• Excerto da página:
——
Segundo a diretora da agência especializada da ONU, Cindy McCain, a luta da Síria contra a fome é um problema de segurança nacional e regional, especialmente quando o país atravessa um período crítico de transição.
"O que está em causa aqui não é apenas a fome - e a fome é suficientemente grande - mas o futuro deste país e a forma como ele avançará para a próxima fase", declarou McCain numa entrevista à agência de notícias norte-americana Associated Press (AP), na sua primeira visita à Síria, após uma reunião com o ministro dos Negócios Estrangeiros do Governo 'de facto', Asaad al-Shibani.
A Síria está há mais de um mês sob a autoridade de um novo Governo de transição liderado pelo grupo islamita Hayat Tahrir al-Sham (HTS), que liderou em dezembro uma ofensiva relâmpago que derrubou Assad, após quase 14 anos de guerra civil no país.
Há anos que as agências humanitárias, incluindo o PAM, lamentam os cortes orçamentais nos programas de ajuda a milhões de pessoas na Síria, onde, segundo as Nações Unidas, 90% da população vive na pobreza e mais de metade dos habitantes - mais de 12 milhões - não sabe de onde virá a próxima refeição.
As infraestruturas essenciais de eletricidade e água do país também foram danificadas pela guerra civil. As agências humanitárias apontam a redução dos orçamentos e o cansaço dos doadores, que se agravou após a pandemia de covid-19, a partir de 2020, e a guerra na Ucrânia, iniciada pela invasão russa do país em fevereiro de 2022.
No ano passado, o PAM pôs termo ao seu principal programa de assistência, que ajudou a alimentar milhões de sírios, e tem vindo a reduzir gradualmente os programas que alimentavam milhões de refugiados sírios nos países vizinhos.
O país devastado pela guerra, sob o domínio do líder do HTS, Ahmad al-Sharaa, está agora a passar por uma transição que os Governos regionais e internacionais esperam venha a resultar numa nova Constituição, em eleições e num sistema político inclusivo.
McCain indicou ter debatido com o novo chefe da diplomacia sírio a necessidade urgente de alimentar mais pessoas, bem como de tornar a produção alimentar do país mais sustentável, sobretudo melhorando o danificado sistema de abastecimento de água e impulsionando a produção de trigo.
——
• Material extraído:
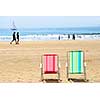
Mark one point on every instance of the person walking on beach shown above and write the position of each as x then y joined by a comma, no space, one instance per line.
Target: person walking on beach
14,38
73,36
68,36
59,37
17,38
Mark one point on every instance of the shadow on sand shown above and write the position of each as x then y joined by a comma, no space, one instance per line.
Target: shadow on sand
52,81
78,80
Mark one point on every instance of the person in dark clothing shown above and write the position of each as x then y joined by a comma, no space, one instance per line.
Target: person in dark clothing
14,38
59,37
68,36
73,36
17,38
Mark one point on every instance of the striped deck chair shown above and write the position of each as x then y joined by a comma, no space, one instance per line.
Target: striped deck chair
76,64
50,65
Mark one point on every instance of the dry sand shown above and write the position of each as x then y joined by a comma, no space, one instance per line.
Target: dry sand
20,63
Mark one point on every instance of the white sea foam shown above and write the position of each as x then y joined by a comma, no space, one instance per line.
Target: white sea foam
51,37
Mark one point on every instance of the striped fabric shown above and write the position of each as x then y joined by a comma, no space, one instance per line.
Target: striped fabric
50,63
76,62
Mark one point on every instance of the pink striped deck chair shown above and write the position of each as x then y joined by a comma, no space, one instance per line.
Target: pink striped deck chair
49,65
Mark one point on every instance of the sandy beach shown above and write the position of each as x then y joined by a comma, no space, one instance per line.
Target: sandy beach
20,63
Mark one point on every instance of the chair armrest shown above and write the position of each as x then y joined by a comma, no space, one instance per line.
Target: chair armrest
59,65
85,64
40,65
66,64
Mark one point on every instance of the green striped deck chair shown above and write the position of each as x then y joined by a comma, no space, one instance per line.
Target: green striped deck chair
76,63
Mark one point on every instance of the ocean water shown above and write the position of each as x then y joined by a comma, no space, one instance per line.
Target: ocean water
51,33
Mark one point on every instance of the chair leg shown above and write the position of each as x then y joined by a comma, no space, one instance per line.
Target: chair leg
85,74
42,78
58,76
67,74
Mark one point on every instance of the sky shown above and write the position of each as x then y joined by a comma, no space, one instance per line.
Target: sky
49,21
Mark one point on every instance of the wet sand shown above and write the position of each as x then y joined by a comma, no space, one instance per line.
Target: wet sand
20,63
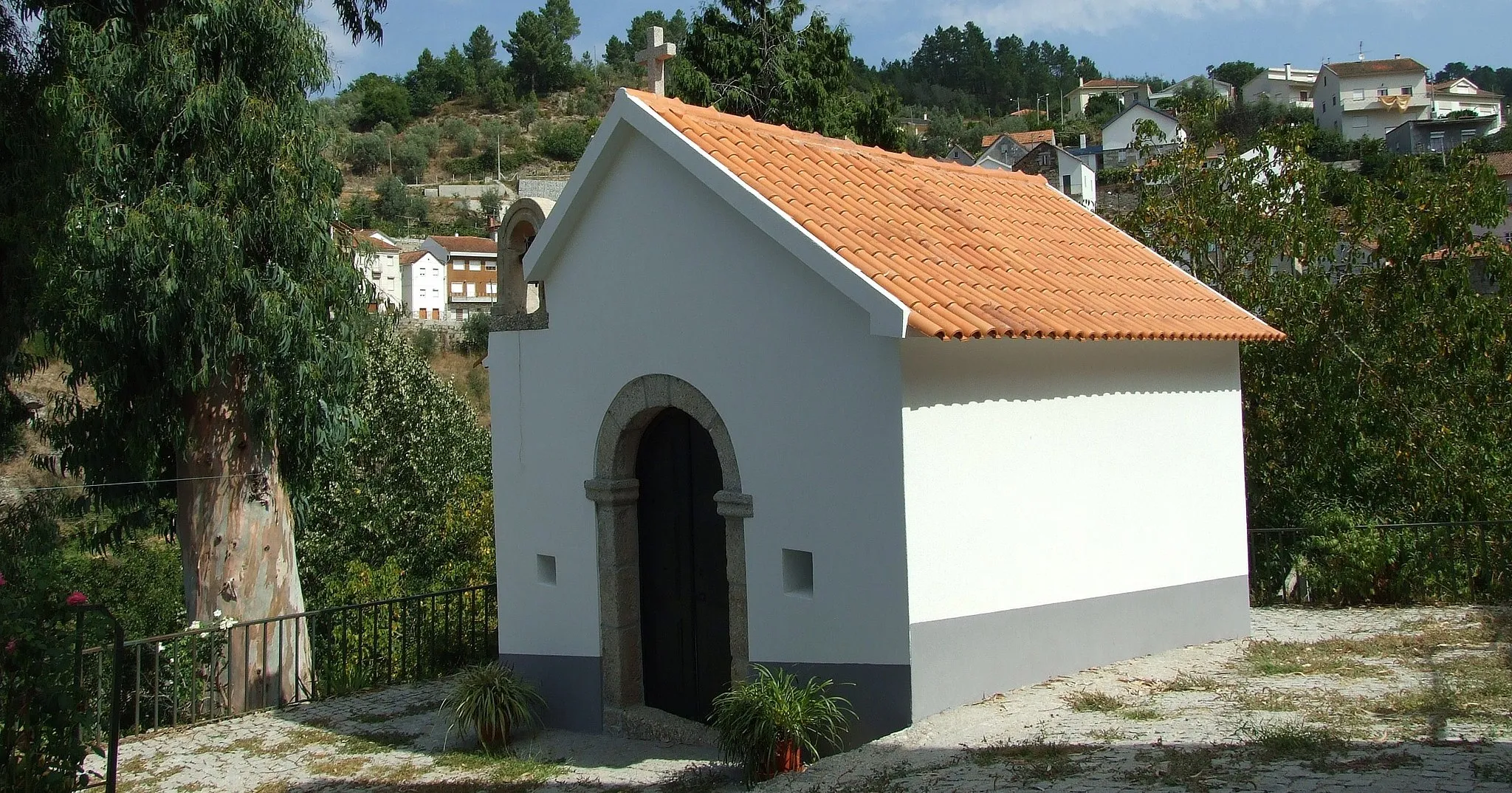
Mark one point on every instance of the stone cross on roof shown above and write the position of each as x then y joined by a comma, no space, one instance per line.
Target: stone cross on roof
655,56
——
• Lista de tarefas:
- 1) Transcreva do texto sobre a fome na Síria o trecho que começa em "A Síria está" e termina em "fevereiro de 2022.".
- 2) De acordo com o texto sobre a fome na Síria, por que razão Cindy McCain entende que a luta contra a fome no país vai além da própria fome? Responda em uma a três frases.

• Respostas por tarefa:
- 1)
A Síria está há mais de um mês sob a autoridade de um novo Governo de transição liderado pelo grupo islamita Hayat Tahrir al-Sham (HTS), que liderou em dezembro uma ofensiva relâmpago que derrubou Assad, após quase 14 anos de guerra civil no país.
Há anos que as agências humanitárias, incluindo o PAM, lamentam os cortes orçamentais nos programas de ajuda a milhões de pessoas na Síria, onde, segundo as Nações Unidas, 90% da população vive na pobreza e mais de metade dos habitantes - mais de 12 milhões - não sabe de onde virá a próxima refeição.
As infraestruturas essenciais de eletricidade e água do país também foram danificadas pela guerra civil. As agências humanitárias apontam a redução dos orçamentos e o cansaço dos doadores, que se agravou após a pandemia de covid-19, a partir de 2020, e a guerra na Ucrânia, iniciada pela invasão russa do país em fevereiro de 2022.

- 2) Porque, segundo McCain, está em causa o futuro da Síria e a forma como o país avançará para a próxima fase, numa altura em que atravessa um período crítico de transição. Por isso, considera essa luta um problema de segurança nacional e regional.